:: Supplied material ::

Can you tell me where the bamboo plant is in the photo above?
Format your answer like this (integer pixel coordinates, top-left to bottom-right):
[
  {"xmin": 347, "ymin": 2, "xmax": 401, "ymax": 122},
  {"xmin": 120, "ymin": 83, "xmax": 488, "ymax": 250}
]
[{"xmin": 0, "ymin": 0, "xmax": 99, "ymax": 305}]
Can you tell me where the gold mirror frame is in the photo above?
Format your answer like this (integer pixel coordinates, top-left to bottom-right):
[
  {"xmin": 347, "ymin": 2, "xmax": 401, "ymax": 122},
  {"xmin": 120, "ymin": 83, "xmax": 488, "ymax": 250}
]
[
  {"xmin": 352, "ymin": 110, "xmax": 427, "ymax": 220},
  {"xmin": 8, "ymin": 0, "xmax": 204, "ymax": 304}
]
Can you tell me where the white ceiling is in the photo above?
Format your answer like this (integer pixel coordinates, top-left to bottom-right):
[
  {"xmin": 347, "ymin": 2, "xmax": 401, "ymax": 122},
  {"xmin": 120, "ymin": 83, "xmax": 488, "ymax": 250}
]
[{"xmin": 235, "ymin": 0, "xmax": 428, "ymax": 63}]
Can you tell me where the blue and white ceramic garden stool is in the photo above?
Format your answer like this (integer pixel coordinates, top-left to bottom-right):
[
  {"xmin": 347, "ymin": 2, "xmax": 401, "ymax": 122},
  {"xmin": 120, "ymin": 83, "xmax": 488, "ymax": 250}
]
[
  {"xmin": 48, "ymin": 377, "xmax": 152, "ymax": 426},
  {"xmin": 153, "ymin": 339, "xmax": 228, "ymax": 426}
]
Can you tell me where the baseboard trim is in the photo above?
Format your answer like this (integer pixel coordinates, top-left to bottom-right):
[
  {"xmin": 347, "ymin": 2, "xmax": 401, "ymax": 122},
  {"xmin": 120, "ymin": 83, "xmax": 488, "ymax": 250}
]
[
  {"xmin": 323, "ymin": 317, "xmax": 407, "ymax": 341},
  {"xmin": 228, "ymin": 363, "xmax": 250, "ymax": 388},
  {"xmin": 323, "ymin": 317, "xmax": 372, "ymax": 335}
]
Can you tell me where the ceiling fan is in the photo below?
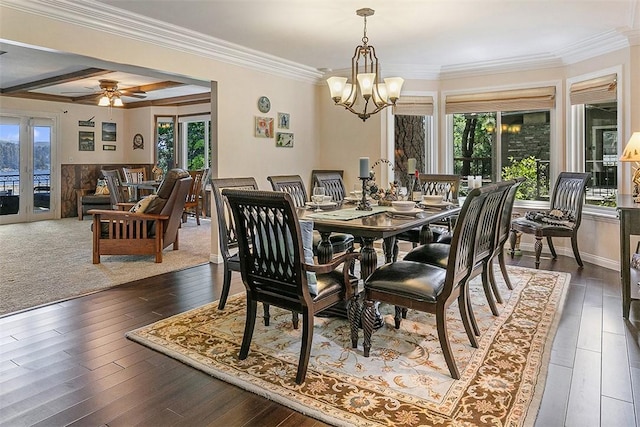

:::

- Brief -
If a line in the records has the word "above", copy that line.

- Output of the exercise -
Can you tell me where the bamboo plant is in the photo above?
Can you tell me where the gold mirror frame is in the photo above?
Can you tell me where the white ceiling is in the photo above?
Can you tell me where the blue and white ceramic garden stool is in the photo above?
Can you tell me where the baseboard trim is in the photo above?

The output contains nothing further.